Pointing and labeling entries

------------

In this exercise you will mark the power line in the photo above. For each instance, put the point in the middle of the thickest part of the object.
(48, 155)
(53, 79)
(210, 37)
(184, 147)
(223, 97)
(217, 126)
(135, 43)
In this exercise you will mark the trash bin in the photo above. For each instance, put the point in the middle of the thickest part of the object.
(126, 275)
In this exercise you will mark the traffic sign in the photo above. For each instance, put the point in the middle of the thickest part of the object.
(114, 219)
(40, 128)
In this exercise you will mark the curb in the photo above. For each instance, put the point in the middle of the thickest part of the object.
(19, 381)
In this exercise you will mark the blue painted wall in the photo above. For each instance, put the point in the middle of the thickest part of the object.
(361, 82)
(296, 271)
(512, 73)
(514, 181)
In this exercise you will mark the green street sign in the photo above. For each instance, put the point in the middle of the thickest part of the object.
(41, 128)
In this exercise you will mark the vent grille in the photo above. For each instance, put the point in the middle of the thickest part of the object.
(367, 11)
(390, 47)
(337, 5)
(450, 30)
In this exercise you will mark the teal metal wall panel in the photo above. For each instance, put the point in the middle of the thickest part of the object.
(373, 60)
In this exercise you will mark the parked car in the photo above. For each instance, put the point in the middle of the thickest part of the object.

------------

Repeat only the stretch of lines that opens with the line containing "In this exercise you will mark the trash" and closes with the final line of the entries, both included, exactly as written.

Result of the task:
In this exercise you will mark the trash bin in the photo above. For each instance, put the point in the middle of the thickest part of the object.
(126, 275)
In this exercise you will mark the traffic sign in the photo above. For each instance, put the point in the middle of the thickest part of the object.
(114, 219)
(40, 128)
In this exercise you will mark the curb in the photo above. For each instance, put the point in the middle of the thickest part of the object.
(19, 381)
In this exercise you will mark the blue painted wall in the photo above. For each instance, put the point in the middle of the thickest part of the object.
(361, 82)
(296, 271)
(512, 73)
(514, 181)
In this exercise you will mark the green street sign in the photo above. For each instance, put the point in the middle of the thickest part of the object.
(41, 128)
In this exercise you will mark the vent grille in the photo above. For each instance, put the point in the middle of the thickest part of the object.
(367, 11)
(390, 47)
(337, 5)
(450, 30)
In this exercise you will mark the teal metal wall panel in the photo above. For each instance, put the point in the middle of the thickest part of the object.
(373, 60)
In this exercise you will mark the parked car in the photo above. For each instance, put the point in the middle of the thickest part of the object.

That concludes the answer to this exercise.